**WHAT IS ASKED**
Show every line in the records below that contains the string "paved", treating case as significant.

Location annotation dataset excerpts
* Start *
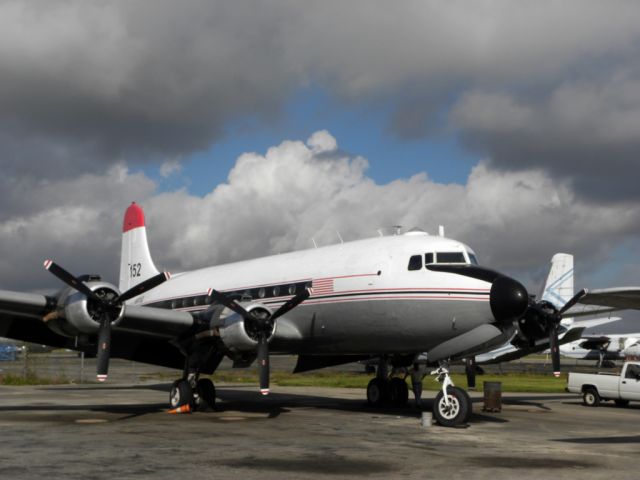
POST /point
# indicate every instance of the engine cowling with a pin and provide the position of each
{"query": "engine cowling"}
(240, 335)
(78, 315)
(533, 325)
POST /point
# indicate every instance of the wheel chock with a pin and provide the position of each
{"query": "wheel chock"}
(181, 409)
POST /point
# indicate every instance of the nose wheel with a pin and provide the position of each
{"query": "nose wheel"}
(452, 405)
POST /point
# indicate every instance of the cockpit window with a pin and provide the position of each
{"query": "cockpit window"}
(415, 262)
(450, 257)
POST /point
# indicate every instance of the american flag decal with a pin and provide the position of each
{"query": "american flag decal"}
(322, 286)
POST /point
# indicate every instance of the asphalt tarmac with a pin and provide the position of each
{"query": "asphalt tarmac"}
(122, 431)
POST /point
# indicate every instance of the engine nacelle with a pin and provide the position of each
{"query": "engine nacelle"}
(78, 315)
(240, 335)
(533, 325)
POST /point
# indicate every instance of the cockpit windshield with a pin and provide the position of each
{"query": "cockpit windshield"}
(450, 257)
(415, 261)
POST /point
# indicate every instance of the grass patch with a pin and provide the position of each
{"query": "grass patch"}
(534, 383)
(31, 379)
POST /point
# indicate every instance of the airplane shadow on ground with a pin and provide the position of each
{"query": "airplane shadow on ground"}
(242, 400)
(605, 440)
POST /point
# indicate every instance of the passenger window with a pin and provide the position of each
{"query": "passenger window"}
(415, 262)
(450, 257)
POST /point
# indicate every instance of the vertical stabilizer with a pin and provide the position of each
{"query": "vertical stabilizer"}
(136, 264)
(558, 289)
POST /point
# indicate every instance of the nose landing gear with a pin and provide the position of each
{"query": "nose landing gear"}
(452, 405)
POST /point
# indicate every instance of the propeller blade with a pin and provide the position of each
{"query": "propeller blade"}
(555, 349)
(291, 303)
(263, 364)
(575, 299)
(104, 347)
(70, 280)
(144, 287)
(229, 303)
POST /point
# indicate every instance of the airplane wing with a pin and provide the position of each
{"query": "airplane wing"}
(619, 298)
(509, 352)
(143, 334)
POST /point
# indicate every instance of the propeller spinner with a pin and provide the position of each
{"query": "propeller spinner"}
(264, 326)
(108, 309)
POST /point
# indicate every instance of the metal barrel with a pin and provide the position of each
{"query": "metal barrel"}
(492, 397)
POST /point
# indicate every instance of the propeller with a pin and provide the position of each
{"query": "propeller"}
(263, 323)
(108, 308)
(549, 318)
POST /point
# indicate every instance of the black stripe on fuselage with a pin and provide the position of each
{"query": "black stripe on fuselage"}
(204, 300)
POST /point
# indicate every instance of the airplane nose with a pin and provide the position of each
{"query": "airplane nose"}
(508, 299)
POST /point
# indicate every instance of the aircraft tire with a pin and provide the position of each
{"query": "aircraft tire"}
(206, 393)
(590, 397)
(180, 394)
(399, 391)
(378, 392)
(458, 411)
(470, 409)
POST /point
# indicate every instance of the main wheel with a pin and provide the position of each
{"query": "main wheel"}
(590, 397)
(180, 394)
(458, 410)
(378, 392)
(399, 391)
(206, 393)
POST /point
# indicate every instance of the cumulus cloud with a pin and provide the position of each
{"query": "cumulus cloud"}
(169, 168)
(278, 201)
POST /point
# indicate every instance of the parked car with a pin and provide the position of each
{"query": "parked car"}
(597, 387)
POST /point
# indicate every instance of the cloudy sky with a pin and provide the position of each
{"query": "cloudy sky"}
(248, 128)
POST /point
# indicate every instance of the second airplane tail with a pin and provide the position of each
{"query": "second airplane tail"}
(558, 288)
(136, 264)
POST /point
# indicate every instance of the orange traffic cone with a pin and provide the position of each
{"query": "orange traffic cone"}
(181, 409)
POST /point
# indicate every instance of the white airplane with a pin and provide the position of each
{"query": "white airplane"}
(390, 297)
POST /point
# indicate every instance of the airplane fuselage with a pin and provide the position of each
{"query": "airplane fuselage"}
(365, 299)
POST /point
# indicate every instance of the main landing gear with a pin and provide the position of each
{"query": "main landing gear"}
(197, 393)
(452, 406)
(384, 390)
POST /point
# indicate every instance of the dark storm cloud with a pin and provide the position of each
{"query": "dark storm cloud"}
(148, 81)
(583, 131)
(134, 80)
(548, 91)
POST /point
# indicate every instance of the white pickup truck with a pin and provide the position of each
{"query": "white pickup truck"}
(595, 387)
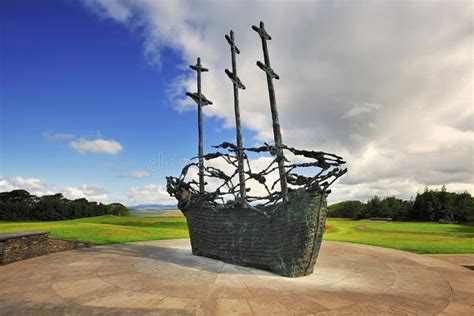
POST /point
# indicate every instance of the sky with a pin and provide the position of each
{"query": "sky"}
(92, 93)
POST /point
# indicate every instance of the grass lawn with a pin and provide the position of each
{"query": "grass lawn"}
(107, 229)
(414, 237)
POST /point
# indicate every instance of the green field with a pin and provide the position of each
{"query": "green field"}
(414, 237)
(107, 229)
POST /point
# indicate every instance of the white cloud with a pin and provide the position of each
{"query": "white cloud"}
(90, 192)
(149, 193)
(387, 85)
(97, 146)
(32, 185)
(39, 188)
(57, 136)
(139, 174)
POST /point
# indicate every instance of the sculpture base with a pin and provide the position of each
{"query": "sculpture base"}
(286, 244)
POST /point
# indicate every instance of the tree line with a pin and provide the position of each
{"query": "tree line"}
(19, 205)
(431, 205)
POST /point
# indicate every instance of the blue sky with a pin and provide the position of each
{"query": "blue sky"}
(65, 70)
(92, 92)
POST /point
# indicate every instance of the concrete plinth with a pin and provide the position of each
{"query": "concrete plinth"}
(163, 277)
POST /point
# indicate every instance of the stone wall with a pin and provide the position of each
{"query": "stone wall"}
(287, 243)
(20, 246)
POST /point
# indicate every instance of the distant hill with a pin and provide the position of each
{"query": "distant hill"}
(151, 207)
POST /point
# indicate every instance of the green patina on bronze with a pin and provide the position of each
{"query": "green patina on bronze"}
(280, 231)
(287, 243)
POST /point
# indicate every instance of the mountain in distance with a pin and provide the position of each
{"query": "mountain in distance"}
(152, 207)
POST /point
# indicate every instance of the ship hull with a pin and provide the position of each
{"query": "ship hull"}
(287, 243)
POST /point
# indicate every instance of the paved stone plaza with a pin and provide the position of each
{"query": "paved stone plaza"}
(163, 277)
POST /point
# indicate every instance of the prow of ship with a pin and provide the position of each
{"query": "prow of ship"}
(279, 230)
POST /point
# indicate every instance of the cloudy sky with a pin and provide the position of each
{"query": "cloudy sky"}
(92, 92)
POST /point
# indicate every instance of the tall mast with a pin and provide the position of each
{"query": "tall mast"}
(237, 84)
(271, 92)
(201, 101)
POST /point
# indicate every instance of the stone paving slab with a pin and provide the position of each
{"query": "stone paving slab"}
(164, 278)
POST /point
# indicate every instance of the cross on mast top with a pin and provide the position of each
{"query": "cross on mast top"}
(237, 85)
(201, 101)
(266, 67)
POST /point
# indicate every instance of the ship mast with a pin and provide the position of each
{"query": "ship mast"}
(237, 84)
(271, 92)
(201, 101)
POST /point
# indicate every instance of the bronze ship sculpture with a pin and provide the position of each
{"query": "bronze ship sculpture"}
(280, 231)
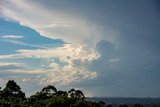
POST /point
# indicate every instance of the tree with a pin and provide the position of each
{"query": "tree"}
(49, 89)
(76, 93)
(12, 89)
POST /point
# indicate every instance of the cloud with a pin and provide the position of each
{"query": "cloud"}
(67, 51)
(54, 23)
(11, 37)
(10, 66)
(68, 72)
(17, 42)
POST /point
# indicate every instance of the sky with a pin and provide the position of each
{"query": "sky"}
(106, 48)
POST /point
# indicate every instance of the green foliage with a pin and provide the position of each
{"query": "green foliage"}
(12, 96)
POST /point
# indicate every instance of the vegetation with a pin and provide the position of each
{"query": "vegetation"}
(49, 96)
(12, 96)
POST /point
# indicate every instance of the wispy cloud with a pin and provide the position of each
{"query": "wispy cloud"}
(17, 42)
(11, 37)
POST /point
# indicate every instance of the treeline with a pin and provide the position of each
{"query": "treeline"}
(49, 96)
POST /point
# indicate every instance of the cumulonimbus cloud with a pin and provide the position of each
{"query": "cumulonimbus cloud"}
(81, 34)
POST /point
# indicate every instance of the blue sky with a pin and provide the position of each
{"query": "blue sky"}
(105, 48)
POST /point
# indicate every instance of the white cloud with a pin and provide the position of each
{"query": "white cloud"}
(11, 37)
(54, 23)
(7, 64)
(17, 42)
(67, 51)
(81, 34)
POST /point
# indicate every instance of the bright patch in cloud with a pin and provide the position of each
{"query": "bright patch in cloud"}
(11, 37)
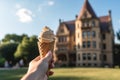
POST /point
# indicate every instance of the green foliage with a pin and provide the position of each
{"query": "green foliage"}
(67, 74)
(2, 60)
(13, 38)
(118, 35)
(7, 50)
(27, 49)
(15, 47)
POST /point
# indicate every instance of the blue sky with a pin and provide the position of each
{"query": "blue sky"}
(30, 16)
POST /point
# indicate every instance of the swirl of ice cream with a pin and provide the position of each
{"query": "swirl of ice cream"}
(46, 35)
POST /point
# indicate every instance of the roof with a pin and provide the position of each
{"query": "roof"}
(70, 26)
(104, 23)
(89, 8)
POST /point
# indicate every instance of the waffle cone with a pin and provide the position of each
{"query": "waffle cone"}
(45, 47)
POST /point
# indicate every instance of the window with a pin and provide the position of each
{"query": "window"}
(103, 36)
(94, 44)
(104, 57)
(88, 34)
(62, 30)
(88, 44)
(78, 46)
(84, 56)
(94, 56)
(84, 44)
(93, 24)
(62, 39)
(104, 46)
(93, 34)
(84, 34)
(78, 56)
(89, 56)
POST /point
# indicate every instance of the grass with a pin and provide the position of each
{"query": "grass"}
(68, 74)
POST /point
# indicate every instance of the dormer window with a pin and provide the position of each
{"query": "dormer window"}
(93, 24)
* End *
**RESPONSE BELOW**
# indicate every instance of the paved stone plaza with a pin and provide the position of each
{"query": "paved stone plaza"}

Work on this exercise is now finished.